Rewrite each of the items below, changing every "segmentation" to "outline" and keeping all other text the same.

▶ **Materials provided**

** BEGIN **

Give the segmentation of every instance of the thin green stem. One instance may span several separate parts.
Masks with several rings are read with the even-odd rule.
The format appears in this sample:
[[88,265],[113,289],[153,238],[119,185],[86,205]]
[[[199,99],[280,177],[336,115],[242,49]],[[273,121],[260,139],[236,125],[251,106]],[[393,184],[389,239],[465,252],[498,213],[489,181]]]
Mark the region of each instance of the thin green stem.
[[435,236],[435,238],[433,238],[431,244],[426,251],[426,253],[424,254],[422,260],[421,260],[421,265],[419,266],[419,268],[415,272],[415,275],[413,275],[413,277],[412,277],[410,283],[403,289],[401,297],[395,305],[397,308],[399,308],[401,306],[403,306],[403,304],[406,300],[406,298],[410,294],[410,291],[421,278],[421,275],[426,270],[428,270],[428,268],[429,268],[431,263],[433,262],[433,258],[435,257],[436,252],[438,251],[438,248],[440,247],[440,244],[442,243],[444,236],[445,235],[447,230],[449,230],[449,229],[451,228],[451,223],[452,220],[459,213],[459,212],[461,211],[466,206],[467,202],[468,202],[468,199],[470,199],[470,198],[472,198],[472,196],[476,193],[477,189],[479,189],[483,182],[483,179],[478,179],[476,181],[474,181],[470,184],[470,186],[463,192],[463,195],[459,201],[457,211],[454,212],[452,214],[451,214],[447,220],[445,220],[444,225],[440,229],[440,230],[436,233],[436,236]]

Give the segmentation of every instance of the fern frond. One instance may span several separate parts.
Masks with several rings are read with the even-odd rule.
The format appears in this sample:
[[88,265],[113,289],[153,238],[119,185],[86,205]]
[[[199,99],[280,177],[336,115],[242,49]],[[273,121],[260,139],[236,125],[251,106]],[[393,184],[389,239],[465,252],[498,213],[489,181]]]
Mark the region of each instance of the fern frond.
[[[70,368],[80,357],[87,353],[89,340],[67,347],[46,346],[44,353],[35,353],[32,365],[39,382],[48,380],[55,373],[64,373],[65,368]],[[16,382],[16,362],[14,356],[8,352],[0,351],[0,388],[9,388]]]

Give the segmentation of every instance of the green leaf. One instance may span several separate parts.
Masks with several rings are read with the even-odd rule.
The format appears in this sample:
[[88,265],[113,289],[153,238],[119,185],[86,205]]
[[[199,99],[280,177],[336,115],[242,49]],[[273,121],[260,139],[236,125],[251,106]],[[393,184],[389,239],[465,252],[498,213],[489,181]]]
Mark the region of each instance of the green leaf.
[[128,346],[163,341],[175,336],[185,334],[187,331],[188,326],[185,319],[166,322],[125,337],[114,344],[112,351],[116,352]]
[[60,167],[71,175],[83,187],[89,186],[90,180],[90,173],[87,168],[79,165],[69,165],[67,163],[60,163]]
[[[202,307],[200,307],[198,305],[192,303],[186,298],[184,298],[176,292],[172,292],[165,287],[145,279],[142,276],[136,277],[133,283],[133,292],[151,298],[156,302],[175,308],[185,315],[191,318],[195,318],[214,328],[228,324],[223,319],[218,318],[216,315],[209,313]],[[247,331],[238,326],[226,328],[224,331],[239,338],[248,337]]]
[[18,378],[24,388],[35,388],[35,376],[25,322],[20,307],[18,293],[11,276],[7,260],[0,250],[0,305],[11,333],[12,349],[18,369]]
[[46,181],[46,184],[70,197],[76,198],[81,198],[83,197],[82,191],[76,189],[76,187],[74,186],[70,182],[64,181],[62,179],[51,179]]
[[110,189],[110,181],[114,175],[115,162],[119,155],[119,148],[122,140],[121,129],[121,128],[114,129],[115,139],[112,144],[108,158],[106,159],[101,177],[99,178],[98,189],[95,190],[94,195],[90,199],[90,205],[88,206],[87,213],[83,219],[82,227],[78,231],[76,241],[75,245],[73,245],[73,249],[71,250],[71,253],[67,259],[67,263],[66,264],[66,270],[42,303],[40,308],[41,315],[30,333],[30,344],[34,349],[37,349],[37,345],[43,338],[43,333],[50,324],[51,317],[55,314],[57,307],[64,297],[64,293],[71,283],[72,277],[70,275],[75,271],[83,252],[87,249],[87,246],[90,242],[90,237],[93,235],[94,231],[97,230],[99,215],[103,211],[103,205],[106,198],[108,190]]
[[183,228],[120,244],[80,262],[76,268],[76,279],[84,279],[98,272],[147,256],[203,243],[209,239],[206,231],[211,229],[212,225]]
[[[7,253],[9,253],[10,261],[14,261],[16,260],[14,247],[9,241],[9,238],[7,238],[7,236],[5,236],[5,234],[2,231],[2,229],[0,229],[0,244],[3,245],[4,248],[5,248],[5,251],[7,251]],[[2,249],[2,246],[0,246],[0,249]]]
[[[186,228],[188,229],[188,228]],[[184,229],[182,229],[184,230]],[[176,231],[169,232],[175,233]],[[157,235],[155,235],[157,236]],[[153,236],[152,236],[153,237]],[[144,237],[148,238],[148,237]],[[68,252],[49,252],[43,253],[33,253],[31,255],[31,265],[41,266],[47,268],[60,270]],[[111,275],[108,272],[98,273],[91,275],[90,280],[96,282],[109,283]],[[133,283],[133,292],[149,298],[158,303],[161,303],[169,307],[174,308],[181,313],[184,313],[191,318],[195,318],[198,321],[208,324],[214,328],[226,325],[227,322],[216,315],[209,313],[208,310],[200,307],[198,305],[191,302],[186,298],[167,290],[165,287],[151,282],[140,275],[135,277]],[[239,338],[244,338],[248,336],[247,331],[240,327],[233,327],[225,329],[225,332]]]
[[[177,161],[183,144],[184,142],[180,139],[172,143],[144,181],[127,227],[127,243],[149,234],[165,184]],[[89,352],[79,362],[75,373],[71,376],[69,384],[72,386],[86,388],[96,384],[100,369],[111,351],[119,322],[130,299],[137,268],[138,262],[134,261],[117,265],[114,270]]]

** END **

▶ **In response**
Give the outline of every instance of the thin green stem. One instance may span several separate parts.
Masks with several rings are read with the even-odd rule.
The format appears in this sample:
[[88,265],[113,289],[153,238],[119,185],[86,205]]
[[[199,99],[280,177],[336,115],[242,49]],[[273,121],[260,139],[236,125],[251,106]],[[393,184],[389,239],[465,252],[498,213],[489,181]]]
Mark the region of each instance of the thin green stem.
[[435,236],[435,238],[433,238],[431,244],[426,251],[426,253],[424,254],[422,260],[421,260],[421,265],[419,266],[419,268],[415,272],[415,275],[413,275],[413,277],[412,277],[410,283],[403,289],[401,297],[395,305],[397,308],[399,308],[401,306],[403,306],[403,304],[406,300],[406,298],[410,294],[410,291],[421,278],[421,275],[426,270],[428,270],[428,268],[429,268],[431,263],[433,262],[433,258],[435,257],[436,252],[438,251],[438,248],[440,247],[440,244],[442,243],[444,236],[445,235],[447,230],[449,230],[449,229],[451,228],[451,223],[452,220],[459,213],[459,212],[461,211],[466,206],[467,202],[468,202],[468,199],[470,199],[470,198],[472,198],[472,196],[476,193],[477,189],[479,189],[483,182],[483,179],[478,179],[476,181],[474,181],[470,184],[470,186],[463,192],[463,195],[459,201],[457,211],[454,212],[452,214],[451,214],[447,220],[445,220],[444,225],[440,229],[440,230],[436,233],[436,236]]

Give the outline of every instance of the fern frond. One instance may span several separate parts.
Masks with several rings are read with the even-odd rule.
The format appears in this sample:
[[88,265],[113,289],[153,238],[119,185],[86,205]]
[[[199,99],[280,177],[336,115],[242,49]],[[273,121],[260,139],[236,125],[251,106]],[[393,184],[389,239],[465,252],[498,213],[489,181]]]
Mark the region of each instance of the fern frond.
[[[70,368],[80,357],[87,353],[89,340],[67,347],[46,346],[44,353],[35,353],[32,365],[39,382],[48,380],[55,373],[64,373],[65,368]],[[16,382],[16,362],[14,356],[8,352],[0,351],[0,388],[9,388]]]

Give the outline of every instance of the green leaf. One instance may span several separate parts.
Masks with several rings are read with the even-odd rule.
The format appears in this sample:
[[88,265],[113,289],[153,238],[119,185],[86,205]]
[[[199,99],[280,177],[336,115],[242,49]],[[273,121],[260,139],[236,125],[251,106]],[[393,184],[389,239],[465,252],[498,213],[489,181]]]
Mark the region of each instance of the green leaf.
[[128,346],[163,341],[175,336],[185,334],[187,331],[188,326],[185,319],[166,322],[125,337],[114,344],[112,351],[116,352]]
[[60,167],[71,175],[83,187],[89,186],[90,180],[90,173],[87,168],[79,165],[69,165],[67,163],[60,163]]
[[[202,307],[200,307],[198,305],[192,303],[186,298],[184,298],[176,292],[172,292],[165,287],[145,279],[142,276],[136,277],[133,283],[133,292],[151,298],[156,302],[175,308],[185,315],[191,318],[195,318],[214,328],[228,324],[223,319],[218,318],[216,315],[209,313]],[[247,331],[238,326],[226,328],[224,331],[239,338],[248,337]]]
[[18,378],[24,388],[35,388],[35,376],[25,322],[20,307],[18,293],[11,276],[7,260],[0,250],[0,305],[11,333],[12,349],[18,369]]
[[46,181],[46,184],[70,197],[76,198],[81,198],[83,197],[82,191],[76,189],[76,187],[74,186],[70,182],[64,181],[62,179],[51,179]]
[[110,189],[110,181],[114,175],[115,162],[119,155],[119,148],[122,140],[121,129],[121,128],[114,129],[115,139],[112,144],[108,158],[106,159],[101,177],[99,178],[98,189],[95,190],[94,195],[90,199],[90,205],[88,206],[87,213],[83,219],[82,227],[78,231],[76,241],[75,245],[73,245],[73,249],[71,250],[71,253],[67,259],[67,263],[66,264],[66,270],[42,303],[40,308],[41,315],[30,333],[30,344],[34,349],[37,349],[37,345],[43,338],[43,333],[50,324],[51,317],[55,314],[57,307],[64,297],[64,293],[71,283],[72,277],[70,275],[75,271],[83,252],[87,249],[87,246],[90,242],[90,237],[93,235],[94,231],[97,230],[99,215],[103,211],[103,205],[106,198],[108,190]]
[[183,228],[120,244],[80,262],[76,268],[76,279],[84,279],[98,272],[147,256],[203,243],[209,239],[206,231],[211,229],[212,225]]
[[[7,253],[9,253],[10,261],[14,261],[16,260],[14,247],[9,241],[9,238],[7,238],[7,236],[5,236],[5,234],[2,231],[2,229],[0,229],[0,244],[3,245],[4,248],[5,248],[5,251],[7,251]],[[2,249],[2,246],[0,246],[0,249]]]
[[[186,228],[188,229],[188,228]],[[184,229],[182,229],[184,230]],[[176,231],[169,232],[175,233]],[[157,235],[155,235],[157,236]],[[153,236],[152,236],[153,237]],[[144,237],[148,238],[148,237]],[[68,252],[49,252],[43,253],[33,253],[31,255],[31,265],[41,266],[47,268],[60,270]],[[111,275],[108,272],[98,273],[91,275],[90,280],[96,282],[109,283]],[[133,283],[133,292],[149,298],[158,303],[161,303],[169,307],[174,308],[181,313],[184,313],[191,318],[195,318],[198,321],[208,324],[214,328],[226,325],[227,322],[216,315],[209,313],[208,310],[200,307],[198,305],[191,302],[186,298],[167,290],[165,287],[151,282],[140,275],[135,277]],[[239,338],[244,338],[248,336],[247,331],[240,327],[233,327],[225,329],[225,332]]]
[[[177,161],[183,144],[184,142],[180,139],[172,143],[144,181],[127,227],[127,243],[149,234],[165,184]],[[89,352],[79,362],[75,373],[71,376],[69,384],[72,386],[86,388],[96,384],[100,369],[111,351],[119,322],[130,299],[137,268],[138,262],[134,261],[117,265],[114,270]]]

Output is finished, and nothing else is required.